### Esercizio
Trascrivi senza modifiche la parte del brano sull'aborto riportato qui sotto che inizia con le parole "E invece ci" e termina dopo le parole "è fuori discussione.".

E invece ci sono quattro cose da dire.
Primo.
L’aborto è l’uccisione volontaria e premeditata di un bambino innocente: il dato reale e oggettivo è questo. Nel grembo materno, dal momento del concepimento c’è un individuo della specie homo sapiens dotato del suo unico e irripetibile patrimonio genetico, dotato della sua autonomia rispetto all’organismo materno, che ha già in sé, in quella prima unica cellula (lo zigote), tutto quanto gli occorre per diventare uomo o donna, senza alcuna soluzione di continuità, dal giorno uno fino al giorno della sua morte, magari 99 anni dopo: questo è un dato di fatto scientificamente acclarato e inoppugnabile. Che l’aborto uccida un bambino, quindi, è fuori discussione.
Si può tentare di giustificare la cosa perché si ritiene che il piccoletto non sia una persona, così come, fino al 1865, si ritenevano i neri non-persone, negli Usa; o come si ritenevano non-persone gli Ebrei ai tempi del Nazismo; oppure si ritiene che la madre abbia il diritto di disporre della vita dei figli, come nell’antica Roma quando c’era lo ius vitae ac necis del pater familias; oppure si ritiene che il principio di uguaglianza valga senza distinzioni di sesso, razza, lingua ecc., ma non valga in ragione dell’età. Insomma, di scuse per legalizzare l’aborto ce ne sono diverse, ma la sostanza dell’atto non cambia.
Secondo.

### Sezione dati
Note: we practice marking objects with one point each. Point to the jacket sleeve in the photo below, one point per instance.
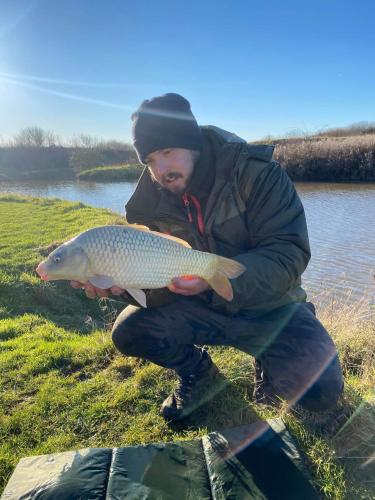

### Soluzione esercizio
E invece ci sono quattro cose da dire.
Primo.
L’aborto è l’uccisione volontaria e premeditata di un bambino innocente: il dato reale e oggettivo è questo. Nel grembo materno, dal momento del concepimento c’è un individuo della specie homo sapiens dotato del suo unico e irripetibile patrimonio genetico, dotato della sua autonomia rispetto all’organismo materno, che ha già in sé, in quella prima unica cellula (lo zigote), tutto quanto gli occorre per diventare uomo o donna, senza alcuna soluzione di continuità, dal giorno uno fino al giorno della sua morte, magari 99 anni dopo: questo è un dato di fatto scientificamente acclarato e inoppugnabile. Che l’aborto uccida un bambino, quindi, è fuori discussione.